**ENTRIES:**
_ _ _ _ _ _ _

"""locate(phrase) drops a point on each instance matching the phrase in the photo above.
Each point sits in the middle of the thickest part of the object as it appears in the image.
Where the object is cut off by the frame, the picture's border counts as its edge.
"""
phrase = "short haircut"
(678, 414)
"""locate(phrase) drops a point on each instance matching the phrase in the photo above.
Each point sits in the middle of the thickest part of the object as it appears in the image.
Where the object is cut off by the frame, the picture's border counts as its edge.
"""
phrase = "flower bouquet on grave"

_ _ _ _ _ _ _

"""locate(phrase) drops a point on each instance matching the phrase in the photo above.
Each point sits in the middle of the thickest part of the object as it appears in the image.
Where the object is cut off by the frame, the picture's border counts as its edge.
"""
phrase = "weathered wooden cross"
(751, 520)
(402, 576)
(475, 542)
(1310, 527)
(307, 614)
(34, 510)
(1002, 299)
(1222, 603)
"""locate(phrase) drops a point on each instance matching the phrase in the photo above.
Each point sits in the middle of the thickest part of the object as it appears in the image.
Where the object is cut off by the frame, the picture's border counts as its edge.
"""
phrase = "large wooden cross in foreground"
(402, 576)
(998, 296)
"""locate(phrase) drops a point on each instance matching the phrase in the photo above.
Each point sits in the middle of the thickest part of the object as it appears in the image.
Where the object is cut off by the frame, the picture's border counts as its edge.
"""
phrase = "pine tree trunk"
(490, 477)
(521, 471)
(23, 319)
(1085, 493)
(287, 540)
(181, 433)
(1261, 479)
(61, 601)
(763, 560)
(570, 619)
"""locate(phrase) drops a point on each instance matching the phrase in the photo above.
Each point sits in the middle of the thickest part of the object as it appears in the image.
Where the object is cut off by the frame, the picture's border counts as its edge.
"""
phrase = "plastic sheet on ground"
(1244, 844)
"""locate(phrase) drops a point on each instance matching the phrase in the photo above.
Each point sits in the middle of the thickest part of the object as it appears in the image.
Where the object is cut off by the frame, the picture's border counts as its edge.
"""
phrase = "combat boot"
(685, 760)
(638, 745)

_ _ _ _ _ _ _

**WORK REQUIRED:**
Which of the lines above contain the word "wooden", with case counting? List each of those lines in full.

**ANSWER TO THE TASK:**
phrase = "weathered wooden cross"
phrase = "large wooden cross in foreground"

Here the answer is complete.